===== Provided passage =====

I realize now that I just do not eat enough food. I have days where I stuff myself, but most days I fall far short of what I should be eating. I'm working with a coach at Crossfit and we are working on that. For this week, I am just to track everything I eat. We are going to reverse diet me into a reasonable amount of calories. Thinking back on when I was the skinniest and the healthiest, I was always eating. I would eat and 30 minutes later was hungry again. I needed a lot of food. That was when I had the most energy and was constantly doing something. Time to get back there.
Okay, I'm tired and tomorrow starts my new morning routine, so it's off to bed.
25 April 2015
Today went pretty well. I went to Crossfit and did the partner WOD this morning, that was fun. Then I had Subway for lunch; worked on my assignment; walked the dogs; and had dinner. When I left to walk the dogs I realized I was starving. I had Subway at noon and it was 5 pm when I walked the dogs. No snacks, no junk food, and I survived. Wow, what a concept. I did get my assignment done so that made for a very successful day. I did not get my prospectus done and that bums me out. I have a pretty full day tomorrow, but I have to find some time to read and write. I just have to do it. I just have to find the time and fit it all in. I guess that means getting up early in the morning and trying to get something done before I start my day. Which means I should get my butt to bed now so that I can get up in the morning.
I think it is time to restart project me. I was doing pretty good at the beginning of the year, but then things started to slip. I have found that in order for me to achieve anything, I need to keep focused on it. I need to think about it every single day. So, I think restarting Project Me is a great way to do that. Possibly even checking in here briefly every day. We will see how that goes. I can find the 10 minutes to blog every day. I just need to be organized with my time.
Okay, so, goals for the week of April 26 - May 2:
Fitness: Crossfit 5x; walking the dogs 6x; running/walking in morning 5x; meeting my step goal every day.
Health: Prep food on Sunday and track calories every day. Aim for 1500 a day.
Work: Being organized and keeping on top of things. Finish the year strong.
School: Devote 1 hour every night to school work. This has been difficult, but with a little planning and focus it can be done.
Finances: Reinstate the moratorium on spending. Check the bank balance every night. Fill out the paperwork I have that needs to be completed.
I think part of the reason that Project Me derailed is that it was for a month at a time. I don't work that way, my focus isn't long range. So I will do a week at a time and see how it goes.
So this technically starts tomorrow but I'm going to start working on these things today. I will put these things in my journal and have it right in front of my face every day. Definitely no excuses. Okay, off to Crossfit for the partner WOD.

===== Listed records =====

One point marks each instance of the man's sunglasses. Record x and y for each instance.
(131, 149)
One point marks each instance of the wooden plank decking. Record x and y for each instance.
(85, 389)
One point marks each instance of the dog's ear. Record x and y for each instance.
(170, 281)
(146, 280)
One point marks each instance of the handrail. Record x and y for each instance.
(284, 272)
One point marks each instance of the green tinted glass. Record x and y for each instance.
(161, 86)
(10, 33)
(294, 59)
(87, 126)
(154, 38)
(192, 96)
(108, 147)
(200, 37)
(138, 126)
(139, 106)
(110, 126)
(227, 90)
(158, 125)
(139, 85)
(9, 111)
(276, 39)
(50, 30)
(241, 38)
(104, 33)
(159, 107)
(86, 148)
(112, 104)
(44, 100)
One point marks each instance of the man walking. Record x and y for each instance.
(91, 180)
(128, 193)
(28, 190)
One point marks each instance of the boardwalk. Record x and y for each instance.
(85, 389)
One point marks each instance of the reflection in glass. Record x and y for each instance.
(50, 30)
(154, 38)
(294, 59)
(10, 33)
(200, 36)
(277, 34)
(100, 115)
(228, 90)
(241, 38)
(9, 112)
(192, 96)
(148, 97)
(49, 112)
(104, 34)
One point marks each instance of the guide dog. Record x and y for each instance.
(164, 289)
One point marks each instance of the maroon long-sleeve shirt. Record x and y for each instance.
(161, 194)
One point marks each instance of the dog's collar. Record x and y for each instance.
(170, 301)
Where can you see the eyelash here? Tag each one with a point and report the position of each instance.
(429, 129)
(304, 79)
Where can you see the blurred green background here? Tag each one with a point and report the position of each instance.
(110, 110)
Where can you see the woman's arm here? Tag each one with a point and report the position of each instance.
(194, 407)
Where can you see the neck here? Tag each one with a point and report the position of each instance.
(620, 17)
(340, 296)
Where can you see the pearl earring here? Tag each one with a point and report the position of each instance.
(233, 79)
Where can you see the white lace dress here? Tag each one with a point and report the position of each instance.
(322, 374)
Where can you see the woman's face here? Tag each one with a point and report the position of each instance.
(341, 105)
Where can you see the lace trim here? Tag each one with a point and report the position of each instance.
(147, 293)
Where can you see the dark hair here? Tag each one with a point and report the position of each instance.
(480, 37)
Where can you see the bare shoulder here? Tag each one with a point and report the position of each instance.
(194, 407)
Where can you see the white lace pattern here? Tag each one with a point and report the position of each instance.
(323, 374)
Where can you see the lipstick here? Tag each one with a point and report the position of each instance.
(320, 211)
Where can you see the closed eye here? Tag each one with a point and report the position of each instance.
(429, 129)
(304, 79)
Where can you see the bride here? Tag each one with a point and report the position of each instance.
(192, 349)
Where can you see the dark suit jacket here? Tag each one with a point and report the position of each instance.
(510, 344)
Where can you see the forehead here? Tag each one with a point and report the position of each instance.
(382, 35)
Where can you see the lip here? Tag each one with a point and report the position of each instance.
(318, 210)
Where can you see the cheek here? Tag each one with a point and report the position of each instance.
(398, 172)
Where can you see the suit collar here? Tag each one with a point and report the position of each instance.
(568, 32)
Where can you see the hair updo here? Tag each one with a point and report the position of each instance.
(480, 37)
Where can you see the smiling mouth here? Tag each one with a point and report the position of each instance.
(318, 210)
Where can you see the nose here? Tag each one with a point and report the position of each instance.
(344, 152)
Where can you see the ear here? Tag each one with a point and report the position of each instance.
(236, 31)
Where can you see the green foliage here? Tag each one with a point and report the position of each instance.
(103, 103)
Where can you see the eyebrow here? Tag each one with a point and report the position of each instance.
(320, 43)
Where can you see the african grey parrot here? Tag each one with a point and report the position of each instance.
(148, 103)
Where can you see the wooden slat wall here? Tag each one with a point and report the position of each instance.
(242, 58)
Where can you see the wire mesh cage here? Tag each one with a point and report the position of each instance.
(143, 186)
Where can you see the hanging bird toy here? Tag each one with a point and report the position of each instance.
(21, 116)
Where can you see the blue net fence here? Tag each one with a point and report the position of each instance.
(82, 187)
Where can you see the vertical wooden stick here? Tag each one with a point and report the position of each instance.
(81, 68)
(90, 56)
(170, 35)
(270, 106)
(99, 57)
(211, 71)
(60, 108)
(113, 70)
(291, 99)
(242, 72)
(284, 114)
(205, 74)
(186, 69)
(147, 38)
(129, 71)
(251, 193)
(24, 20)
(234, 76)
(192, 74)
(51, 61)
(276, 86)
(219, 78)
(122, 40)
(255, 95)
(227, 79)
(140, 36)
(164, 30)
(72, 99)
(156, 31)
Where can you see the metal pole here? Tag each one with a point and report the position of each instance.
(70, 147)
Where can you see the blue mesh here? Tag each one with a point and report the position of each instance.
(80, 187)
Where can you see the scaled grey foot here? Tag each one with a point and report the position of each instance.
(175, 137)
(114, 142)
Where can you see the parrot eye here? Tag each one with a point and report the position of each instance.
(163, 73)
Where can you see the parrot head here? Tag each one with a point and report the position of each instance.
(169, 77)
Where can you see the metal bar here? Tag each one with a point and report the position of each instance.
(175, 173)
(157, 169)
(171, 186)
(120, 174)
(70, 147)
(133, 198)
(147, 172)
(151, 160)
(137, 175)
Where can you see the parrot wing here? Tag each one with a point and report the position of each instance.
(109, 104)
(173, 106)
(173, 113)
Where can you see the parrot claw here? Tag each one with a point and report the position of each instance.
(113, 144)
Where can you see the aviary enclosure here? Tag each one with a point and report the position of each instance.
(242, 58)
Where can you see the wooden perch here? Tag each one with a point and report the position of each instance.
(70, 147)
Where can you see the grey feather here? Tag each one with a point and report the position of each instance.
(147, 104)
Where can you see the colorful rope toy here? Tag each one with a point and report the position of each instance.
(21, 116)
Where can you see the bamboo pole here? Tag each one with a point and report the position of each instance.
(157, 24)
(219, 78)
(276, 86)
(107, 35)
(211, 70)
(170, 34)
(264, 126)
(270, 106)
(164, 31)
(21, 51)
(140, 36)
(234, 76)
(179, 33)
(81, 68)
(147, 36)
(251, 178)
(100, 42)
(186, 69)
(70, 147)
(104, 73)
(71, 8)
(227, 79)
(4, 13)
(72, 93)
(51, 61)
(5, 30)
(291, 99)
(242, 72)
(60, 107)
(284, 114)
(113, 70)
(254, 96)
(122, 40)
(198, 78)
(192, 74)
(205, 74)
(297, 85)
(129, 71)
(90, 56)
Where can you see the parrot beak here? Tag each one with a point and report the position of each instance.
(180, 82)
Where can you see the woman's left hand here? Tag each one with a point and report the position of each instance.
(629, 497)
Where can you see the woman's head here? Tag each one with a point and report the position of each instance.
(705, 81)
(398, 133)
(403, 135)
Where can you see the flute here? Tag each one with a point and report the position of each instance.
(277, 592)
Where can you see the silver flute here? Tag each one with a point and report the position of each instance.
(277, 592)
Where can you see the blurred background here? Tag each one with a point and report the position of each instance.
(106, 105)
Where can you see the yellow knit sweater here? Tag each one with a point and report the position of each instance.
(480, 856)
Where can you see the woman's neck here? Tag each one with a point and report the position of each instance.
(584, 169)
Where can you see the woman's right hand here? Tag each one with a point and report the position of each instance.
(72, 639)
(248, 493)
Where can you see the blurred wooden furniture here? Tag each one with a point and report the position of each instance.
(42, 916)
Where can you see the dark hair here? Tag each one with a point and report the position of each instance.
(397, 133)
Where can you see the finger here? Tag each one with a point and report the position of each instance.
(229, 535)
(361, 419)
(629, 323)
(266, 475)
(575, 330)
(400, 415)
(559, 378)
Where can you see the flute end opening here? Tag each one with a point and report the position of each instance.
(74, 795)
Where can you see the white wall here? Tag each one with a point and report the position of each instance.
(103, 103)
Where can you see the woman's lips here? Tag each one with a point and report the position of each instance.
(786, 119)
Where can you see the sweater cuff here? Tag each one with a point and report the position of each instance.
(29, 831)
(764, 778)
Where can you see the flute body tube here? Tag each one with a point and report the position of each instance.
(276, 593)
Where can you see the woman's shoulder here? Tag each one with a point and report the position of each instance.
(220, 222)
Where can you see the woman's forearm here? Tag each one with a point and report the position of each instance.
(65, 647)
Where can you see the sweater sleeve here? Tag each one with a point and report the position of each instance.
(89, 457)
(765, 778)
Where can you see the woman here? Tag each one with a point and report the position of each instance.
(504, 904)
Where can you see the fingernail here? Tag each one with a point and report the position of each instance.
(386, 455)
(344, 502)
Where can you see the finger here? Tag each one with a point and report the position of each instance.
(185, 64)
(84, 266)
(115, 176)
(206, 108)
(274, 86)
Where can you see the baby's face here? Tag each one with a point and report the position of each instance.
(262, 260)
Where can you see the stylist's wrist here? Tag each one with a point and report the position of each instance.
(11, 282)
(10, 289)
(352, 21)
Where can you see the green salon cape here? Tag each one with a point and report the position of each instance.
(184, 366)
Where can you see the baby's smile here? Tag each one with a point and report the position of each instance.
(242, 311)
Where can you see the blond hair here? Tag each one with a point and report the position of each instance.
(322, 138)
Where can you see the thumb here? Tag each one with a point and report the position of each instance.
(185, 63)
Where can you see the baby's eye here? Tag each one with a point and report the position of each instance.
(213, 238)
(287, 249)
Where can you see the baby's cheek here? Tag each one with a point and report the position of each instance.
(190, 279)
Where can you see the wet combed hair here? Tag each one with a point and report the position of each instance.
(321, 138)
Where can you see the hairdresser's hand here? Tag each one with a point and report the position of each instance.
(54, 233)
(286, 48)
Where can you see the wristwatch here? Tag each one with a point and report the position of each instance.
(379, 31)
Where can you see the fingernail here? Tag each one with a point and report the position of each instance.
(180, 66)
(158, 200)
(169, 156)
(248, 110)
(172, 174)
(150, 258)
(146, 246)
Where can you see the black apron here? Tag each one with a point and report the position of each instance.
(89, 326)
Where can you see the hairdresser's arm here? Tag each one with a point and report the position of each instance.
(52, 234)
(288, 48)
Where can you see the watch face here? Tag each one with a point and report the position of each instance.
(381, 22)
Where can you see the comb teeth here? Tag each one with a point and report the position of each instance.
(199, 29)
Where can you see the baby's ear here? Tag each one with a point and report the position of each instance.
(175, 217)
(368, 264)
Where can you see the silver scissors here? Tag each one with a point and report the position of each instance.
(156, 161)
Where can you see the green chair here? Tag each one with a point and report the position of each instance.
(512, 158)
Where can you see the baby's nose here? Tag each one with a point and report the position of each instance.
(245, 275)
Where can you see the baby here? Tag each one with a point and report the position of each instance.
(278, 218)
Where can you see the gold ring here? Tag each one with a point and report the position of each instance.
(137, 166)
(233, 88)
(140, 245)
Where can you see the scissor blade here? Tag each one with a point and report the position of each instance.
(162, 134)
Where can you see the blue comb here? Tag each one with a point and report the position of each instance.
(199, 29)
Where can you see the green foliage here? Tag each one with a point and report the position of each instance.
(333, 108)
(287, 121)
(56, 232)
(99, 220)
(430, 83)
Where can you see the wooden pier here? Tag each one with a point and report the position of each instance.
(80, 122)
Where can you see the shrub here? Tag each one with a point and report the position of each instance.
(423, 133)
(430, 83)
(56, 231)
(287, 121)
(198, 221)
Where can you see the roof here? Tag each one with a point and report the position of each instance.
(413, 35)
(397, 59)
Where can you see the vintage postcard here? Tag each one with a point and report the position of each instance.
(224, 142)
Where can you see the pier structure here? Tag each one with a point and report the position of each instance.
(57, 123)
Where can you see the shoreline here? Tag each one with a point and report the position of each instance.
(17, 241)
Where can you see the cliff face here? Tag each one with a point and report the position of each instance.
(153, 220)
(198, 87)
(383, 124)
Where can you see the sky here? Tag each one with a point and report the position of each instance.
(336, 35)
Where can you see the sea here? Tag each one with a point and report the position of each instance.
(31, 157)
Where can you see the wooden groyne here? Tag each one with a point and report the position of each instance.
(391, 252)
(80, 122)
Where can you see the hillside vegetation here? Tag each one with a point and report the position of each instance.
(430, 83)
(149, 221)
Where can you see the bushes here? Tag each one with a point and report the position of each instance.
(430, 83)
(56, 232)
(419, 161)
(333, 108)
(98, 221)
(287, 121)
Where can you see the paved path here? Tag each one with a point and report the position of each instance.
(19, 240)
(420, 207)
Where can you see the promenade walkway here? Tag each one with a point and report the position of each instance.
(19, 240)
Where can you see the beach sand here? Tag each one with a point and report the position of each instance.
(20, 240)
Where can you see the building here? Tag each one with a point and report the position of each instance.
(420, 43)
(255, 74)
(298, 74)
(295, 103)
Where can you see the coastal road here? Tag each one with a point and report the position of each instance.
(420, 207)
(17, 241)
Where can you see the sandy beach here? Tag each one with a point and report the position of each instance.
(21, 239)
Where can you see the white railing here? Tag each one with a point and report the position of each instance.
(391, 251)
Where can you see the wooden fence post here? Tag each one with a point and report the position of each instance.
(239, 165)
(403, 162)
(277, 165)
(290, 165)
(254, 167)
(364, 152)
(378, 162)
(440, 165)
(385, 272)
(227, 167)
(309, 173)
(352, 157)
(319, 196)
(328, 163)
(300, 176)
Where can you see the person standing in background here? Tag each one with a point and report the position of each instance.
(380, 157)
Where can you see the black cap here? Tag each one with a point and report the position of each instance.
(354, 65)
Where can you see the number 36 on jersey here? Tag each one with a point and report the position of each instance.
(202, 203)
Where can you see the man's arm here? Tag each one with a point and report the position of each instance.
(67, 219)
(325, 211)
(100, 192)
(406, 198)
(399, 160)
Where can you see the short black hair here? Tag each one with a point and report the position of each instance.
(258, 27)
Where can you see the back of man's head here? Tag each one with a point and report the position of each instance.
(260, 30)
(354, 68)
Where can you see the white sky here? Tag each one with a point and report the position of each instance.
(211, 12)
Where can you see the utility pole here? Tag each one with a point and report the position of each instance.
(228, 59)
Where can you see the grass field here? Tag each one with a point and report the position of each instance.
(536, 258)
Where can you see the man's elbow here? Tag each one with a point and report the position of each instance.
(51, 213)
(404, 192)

=====

▸ **Tasks**:
A. From the Project Me blog text above the items, list every goal category set out for the week of April 26 - May 2.
B. Carry on the Project Me blog text above the items, picking up after its final sentence.

▸ **Answers**:
A. Fitness, Health, Work, School, Finances

B.
24 April 2015
don't always work out. I had the best of intentions 2 weeks ago and it just did not work out the way I wanted. I have been stressed about all kinds of things and as a result, just not motivated to do much. As a result, I have not increased my activity as I wanted to do and, in fact, have gotten in less sessions at Crossfit. Eating has not been horrible, but it could be better. I am stumped as to what to do about food. I have so much information, so many plans, so much knowledge, and yet I can't seem to find what works for me. I think I'm going to stick with tracking my food and trying to stay with my calories. Which is another problem. At one site it says I should 2000 calories, another site says 1800, while another says 1500. That's a pretty good spread. It's enough to make the difference of success or failure. So exactly how many calories should I really eat??? Who knows????
And let's talk about activity. I have been doing Crossfit for 2 1/2 years and am larger than I have been in 15 years. Hmmm...What is going on? Well, thinking back on things, I have always been my healthiest and felt my best when I am working out twice a day. I used to get up and run or bike in the morning; swim at night; ride my bike to WW on Saturday morning or go for a 6 mile run/walk after WW. I did a lot of cardio. Cardio loses weight. There is just no way around it. I've been lifting weights and doing short workouts at Crossfit and it's just not working. At least for me. So I have got to add cardio. And the easiest cardio is running. Yes, my knee is not in the greatest shape, but I believe that a lot of that has to do with the weight. If I can get some of the weight off, I truly believe my knee will improve. For now, it's a matter of taking it easy and not going crazy. I also need to reduce the time I spend sitting on my ass at the computer. It would be the perfect thing if I could walk on the treadmill during those times. I need to move more and there is no other way around it. Also, when I sit in my chair at the computer, I get tired. If I get up and get moving I won't be so tired.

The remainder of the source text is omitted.